— Your instructions —
Where the word "field" occurs in a line of the data, return the whole line.

● ● ●

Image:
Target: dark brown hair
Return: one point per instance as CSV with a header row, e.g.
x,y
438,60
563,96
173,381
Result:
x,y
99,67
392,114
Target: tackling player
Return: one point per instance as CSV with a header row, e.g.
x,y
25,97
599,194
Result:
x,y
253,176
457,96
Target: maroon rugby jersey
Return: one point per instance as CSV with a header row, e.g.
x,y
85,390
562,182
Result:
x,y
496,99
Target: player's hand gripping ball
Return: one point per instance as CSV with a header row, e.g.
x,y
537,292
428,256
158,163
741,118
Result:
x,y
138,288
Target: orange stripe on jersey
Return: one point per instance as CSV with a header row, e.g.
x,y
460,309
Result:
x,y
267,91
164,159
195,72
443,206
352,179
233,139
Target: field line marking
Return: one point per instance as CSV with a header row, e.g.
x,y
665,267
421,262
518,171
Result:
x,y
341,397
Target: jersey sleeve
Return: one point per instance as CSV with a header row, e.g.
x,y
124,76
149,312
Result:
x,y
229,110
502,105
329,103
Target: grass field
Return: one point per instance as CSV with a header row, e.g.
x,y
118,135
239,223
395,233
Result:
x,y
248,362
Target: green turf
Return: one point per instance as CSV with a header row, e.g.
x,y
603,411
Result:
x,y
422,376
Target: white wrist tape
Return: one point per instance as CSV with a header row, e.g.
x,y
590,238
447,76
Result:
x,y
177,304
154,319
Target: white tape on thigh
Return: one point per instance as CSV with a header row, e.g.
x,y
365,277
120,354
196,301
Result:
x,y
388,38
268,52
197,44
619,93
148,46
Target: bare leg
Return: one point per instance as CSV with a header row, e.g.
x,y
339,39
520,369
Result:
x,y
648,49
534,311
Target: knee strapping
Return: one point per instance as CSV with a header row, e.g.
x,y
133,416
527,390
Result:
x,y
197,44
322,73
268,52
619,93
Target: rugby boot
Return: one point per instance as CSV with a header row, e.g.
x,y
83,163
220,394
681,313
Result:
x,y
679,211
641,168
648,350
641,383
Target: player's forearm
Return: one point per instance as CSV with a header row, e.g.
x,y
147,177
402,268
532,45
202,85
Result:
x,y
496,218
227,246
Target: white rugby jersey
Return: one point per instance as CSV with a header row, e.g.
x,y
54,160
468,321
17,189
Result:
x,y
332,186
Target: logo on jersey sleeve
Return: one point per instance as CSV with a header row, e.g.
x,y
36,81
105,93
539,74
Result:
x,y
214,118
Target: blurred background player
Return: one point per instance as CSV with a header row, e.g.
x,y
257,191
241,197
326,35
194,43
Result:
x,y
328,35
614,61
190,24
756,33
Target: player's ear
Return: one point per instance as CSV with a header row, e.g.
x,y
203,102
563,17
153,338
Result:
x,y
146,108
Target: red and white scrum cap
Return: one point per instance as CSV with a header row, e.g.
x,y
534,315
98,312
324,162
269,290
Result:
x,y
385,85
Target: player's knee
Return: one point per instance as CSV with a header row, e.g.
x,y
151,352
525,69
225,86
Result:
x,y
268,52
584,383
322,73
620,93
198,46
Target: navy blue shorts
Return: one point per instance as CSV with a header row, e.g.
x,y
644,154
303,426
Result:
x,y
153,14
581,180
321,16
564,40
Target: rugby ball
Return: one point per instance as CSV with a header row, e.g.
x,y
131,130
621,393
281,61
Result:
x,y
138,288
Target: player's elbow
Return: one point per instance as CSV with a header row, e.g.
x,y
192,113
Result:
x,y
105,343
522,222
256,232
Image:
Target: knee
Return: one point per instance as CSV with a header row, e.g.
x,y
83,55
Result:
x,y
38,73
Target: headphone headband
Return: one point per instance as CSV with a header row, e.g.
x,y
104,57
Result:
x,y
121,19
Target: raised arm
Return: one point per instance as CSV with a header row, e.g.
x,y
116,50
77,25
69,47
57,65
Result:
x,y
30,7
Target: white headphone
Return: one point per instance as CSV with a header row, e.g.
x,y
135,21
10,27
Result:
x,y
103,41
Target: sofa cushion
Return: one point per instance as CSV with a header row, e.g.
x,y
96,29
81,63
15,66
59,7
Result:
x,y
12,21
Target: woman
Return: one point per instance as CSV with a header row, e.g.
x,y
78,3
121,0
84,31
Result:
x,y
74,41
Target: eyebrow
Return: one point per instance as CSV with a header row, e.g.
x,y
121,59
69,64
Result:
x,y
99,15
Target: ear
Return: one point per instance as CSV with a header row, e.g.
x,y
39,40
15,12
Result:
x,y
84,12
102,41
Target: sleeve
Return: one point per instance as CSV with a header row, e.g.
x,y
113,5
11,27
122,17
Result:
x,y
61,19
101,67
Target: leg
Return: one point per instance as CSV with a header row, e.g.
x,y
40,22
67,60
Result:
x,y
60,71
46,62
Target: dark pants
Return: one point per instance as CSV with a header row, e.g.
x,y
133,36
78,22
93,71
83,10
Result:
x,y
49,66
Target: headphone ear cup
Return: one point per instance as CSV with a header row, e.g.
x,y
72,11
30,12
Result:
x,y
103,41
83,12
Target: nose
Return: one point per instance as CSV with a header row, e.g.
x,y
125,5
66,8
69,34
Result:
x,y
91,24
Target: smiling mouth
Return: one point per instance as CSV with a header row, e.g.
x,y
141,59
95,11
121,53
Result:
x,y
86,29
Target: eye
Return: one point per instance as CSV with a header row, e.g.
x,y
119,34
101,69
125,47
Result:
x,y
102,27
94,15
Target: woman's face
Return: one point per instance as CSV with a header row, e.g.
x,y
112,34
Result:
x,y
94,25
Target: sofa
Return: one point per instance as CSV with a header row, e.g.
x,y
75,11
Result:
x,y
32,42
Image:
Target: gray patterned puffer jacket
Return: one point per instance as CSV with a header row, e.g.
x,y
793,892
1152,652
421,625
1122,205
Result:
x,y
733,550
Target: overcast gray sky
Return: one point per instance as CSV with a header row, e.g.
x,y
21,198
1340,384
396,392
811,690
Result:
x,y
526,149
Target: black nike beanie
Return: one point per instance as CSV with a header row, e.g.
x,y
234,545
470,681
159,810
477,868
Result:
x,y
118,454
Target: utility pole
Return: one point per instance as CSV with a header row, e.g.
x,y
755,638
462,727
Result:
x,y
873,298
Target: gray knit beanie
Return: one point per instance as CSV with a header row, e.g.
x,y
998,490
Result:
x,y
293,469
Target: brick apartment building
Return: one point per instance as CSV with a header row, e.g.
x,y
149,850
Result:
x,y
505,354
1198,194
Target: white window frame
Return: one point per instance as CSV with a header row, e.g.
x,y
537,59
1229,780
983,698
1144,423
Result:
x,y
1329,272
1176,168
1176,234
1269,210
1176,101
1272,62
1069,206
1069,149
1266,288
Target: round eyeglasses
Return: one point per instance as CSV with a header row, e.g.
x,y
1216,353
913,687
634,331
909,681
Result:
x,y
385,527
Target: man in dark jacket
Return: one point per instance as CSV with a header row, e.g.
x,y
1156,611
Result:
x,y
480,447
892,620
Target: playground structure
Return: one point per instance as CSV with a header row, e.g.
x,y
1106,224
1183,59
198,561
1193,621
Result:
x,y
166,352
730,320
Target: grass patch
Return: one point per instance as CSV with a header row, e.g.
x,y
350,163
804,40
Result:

● ● ●

— Expected output —
Target: field line marking
Target: grass field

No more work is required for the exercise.